Exercise goal:
Find each line below that contains the word "wheel" and copy it out in full.

Information supplied:
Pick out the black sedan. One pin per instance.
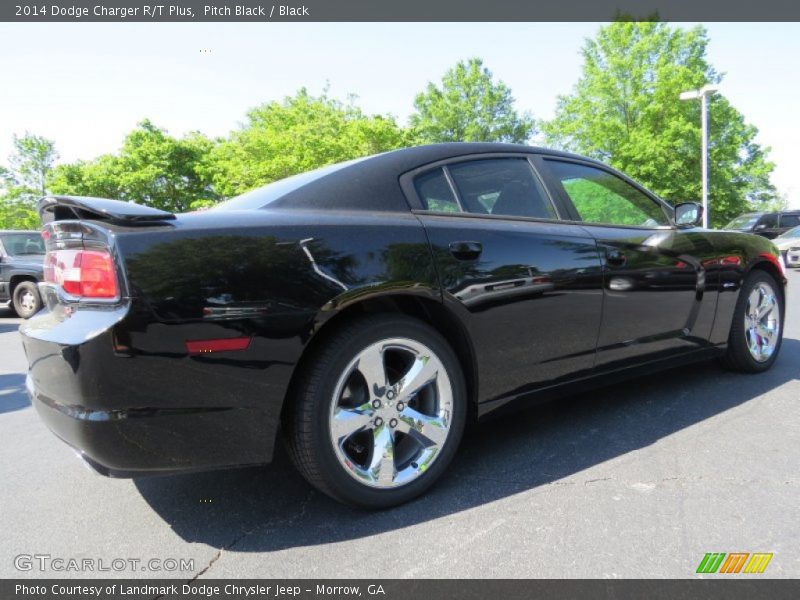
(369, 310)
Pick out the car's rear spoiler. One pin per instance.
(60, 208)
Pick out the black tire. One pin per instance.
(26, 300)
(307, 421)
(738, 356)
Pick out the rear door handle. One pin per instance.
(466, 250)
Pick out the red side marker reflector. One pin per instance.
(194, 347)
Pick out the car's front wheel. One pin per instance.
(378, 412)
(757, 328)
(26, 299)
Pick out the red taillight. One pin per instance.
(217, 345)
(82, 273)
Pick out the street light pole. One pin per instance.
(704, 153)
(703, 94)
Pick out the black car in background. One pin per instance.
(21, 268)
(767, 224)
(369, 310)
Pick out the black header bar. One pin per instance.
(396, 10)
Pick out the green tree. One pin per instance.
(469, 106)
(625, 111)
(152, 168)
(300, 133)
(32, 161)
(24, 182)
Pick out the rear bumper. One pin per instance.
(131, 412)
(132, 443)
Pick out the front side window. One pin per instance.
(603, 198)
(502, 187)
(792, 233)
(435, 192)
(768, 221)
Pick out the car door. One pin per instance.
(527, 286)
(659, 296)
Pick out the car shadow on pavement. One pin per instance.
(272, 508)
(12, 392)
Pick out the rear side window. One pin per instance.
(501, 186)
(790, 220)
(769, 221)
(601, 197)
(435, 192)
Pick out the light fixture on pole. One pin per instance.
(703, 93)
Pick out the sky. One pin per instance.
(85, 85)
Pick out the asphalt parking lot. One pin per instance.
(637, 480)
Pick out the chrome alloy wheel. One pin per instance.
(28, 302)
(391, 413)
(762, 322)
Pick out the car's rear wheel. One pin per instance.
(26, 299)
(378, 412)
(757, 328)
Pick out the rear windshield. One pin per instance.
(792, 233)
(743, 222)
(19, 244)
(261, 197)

* * *

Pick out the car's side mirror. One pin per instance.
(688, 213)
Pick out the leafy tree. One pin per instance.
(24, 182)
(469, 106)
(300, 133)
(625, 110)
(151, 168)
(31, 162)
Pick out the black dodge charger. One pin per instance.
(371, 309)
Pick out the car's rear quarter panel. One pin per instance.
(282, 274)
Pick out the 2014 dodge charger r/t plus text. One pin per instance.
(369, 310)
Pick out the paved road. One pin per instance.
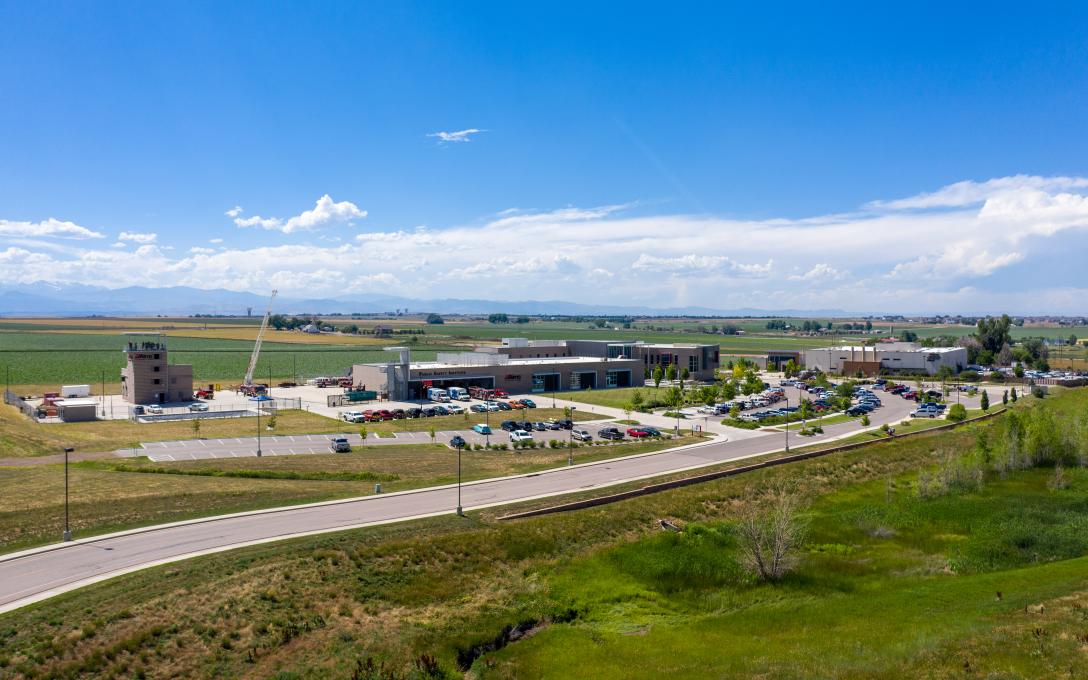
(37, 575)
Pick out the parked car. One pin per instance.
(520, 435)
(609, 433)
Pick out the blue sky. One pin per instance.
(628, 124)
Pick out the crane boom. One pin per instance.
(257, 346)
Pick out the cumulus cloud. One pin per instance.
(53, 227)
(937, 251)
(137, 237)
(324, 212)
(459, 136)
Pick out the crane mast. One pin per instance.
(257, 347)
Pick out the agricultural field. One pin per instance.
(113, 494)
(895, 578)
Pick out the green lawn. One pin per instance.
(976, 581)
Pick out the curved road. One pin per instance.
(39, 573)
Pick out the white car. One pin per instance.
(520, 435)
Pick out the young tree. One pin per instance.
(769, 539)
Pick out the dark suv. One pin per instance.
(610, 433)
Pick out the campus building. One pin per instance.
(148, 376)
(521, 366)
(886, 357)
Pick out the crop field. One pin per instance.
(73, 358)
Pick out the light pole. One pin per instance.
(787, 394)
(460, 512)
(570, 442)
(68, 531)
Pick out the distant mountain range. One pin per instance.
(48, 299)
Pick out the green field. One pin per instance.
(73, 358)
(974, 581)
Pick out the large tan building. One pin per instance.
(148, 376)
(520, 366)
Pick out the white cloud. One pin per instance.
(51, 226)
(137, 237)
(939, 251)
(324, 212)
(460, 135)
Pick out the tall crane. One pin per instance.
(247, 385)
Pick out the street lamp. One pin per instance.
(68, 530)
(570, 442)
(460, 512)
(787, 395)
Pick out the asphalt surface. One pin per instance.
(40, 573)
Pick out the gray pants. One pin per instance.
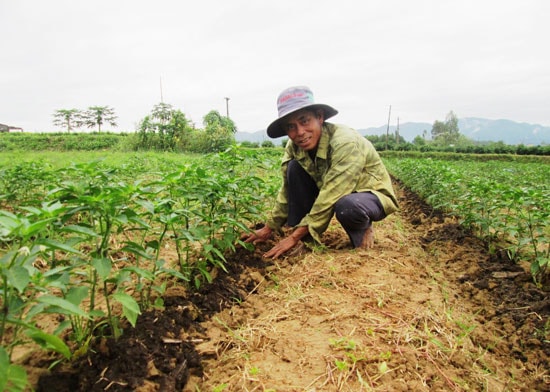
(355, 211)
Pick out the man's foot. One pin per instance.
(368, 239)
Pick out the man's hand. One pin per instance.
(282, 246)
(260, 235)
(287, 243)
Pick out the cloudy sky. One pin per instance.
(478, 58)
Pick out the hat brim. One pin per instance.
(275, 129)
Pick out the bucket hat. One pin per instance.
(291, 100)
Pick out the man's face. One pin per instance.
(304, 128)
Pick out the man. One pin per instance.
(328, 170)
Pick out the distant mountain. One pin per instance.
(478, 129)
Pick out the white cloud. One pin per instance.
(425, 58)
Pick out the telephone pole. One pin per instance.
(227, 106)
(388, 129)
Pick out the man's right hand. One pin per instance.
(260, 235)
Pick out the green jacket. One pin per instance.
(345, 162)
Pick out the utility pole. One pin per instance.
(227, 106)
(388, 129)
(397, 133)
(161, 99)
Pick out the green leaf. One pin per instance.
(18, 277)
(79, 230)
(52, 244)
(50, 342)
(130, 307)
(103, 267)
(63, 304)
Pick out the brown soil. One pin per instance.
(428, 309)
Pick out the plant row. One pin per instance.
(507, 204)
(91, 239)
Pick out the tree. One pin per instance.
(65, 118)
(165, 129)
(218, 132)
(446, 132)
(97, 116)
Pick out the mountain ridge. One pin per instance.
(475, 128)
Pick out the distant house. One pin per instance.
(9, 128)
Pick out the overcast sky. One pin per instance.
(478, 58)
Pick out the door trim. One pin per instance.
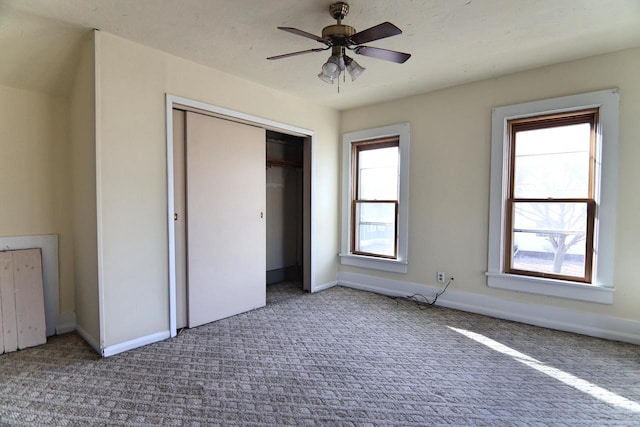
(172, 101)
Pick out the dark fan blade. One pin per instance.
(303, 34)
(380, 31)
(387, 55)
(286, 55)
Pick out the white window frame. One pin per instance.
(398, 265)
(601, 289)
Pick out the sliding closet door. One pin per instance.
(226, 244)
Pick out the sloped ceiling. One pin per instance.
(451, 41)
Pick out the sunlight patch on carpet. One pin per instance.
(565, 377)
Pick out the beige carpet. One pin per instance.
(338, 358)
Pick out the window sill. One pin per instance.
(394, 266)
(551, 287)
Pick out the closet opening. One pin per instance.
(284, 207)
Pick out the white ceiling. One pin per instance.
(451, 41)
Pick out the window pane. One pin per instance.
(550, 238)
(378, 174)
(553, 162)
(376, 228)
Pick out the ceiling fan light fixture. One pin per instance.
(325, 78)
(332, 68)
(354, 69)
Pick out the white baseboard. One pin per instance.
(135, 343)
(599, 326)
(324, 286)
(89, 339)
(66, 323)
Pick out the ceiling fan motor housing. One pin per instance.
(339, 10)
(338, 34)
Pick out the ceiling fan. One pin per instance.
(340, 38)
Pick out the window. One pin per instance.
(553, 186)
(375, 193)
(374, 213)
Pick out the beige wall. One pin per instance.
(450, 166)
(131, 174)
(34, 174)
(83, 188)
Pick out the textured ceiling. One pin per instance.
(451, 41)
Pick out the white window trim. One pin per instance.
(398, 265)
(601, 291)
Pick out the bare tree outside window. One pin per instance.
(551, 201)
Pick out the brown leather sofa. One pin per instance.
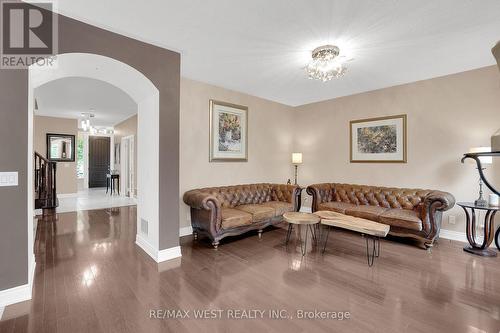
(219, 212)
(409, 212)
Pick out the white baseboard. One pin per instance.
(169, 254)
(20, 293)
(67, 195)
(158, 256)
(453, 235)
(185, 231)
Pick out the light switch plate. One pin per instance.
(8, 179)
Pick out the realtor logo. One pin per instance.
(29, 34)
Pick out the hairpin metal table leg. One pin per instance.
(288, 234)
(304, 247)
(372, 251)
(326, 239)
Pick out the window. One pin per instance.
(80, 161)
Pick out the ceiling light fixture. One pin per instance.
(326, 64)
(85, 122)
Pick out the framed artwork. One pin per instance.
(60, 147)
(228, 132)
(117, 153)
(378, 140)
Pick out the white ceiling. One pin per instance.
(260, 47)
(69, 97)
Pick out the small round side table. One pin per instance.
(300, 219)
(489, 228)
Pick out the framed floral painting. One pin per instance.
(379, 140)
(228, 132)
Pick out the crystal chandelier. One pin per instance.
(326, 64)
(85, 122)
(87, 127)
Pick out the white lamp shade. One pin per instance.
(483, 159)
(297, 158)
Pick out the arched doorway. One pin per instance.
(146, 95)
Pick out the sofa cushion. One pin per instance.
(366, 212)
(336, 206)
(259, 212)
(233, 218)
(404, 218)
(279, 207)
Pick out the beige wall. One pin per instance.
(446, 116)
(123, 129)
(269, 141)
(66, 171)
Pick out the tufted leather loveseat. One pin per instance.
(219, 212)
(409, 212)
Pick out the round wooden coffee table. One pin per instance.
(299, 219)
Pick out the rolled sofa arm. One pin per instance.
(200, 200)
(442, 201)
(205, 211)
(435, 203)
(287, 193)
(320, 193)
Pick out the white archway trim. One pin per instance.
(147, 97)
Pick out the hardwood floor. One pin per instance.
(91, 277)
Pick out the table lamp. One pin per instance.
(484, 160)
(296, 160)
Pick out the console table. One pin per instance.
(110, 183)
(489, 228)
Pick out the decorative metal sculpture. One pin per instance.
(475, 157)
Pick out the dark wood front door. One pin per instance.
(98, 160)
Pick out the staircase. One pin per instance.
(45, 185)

Full response:
Pick out the car's front wheel. One pin per instance.
Pick out the chrome alloy wheel. One pin per instance.
Pick out the car's rear wheel. One pin per instance.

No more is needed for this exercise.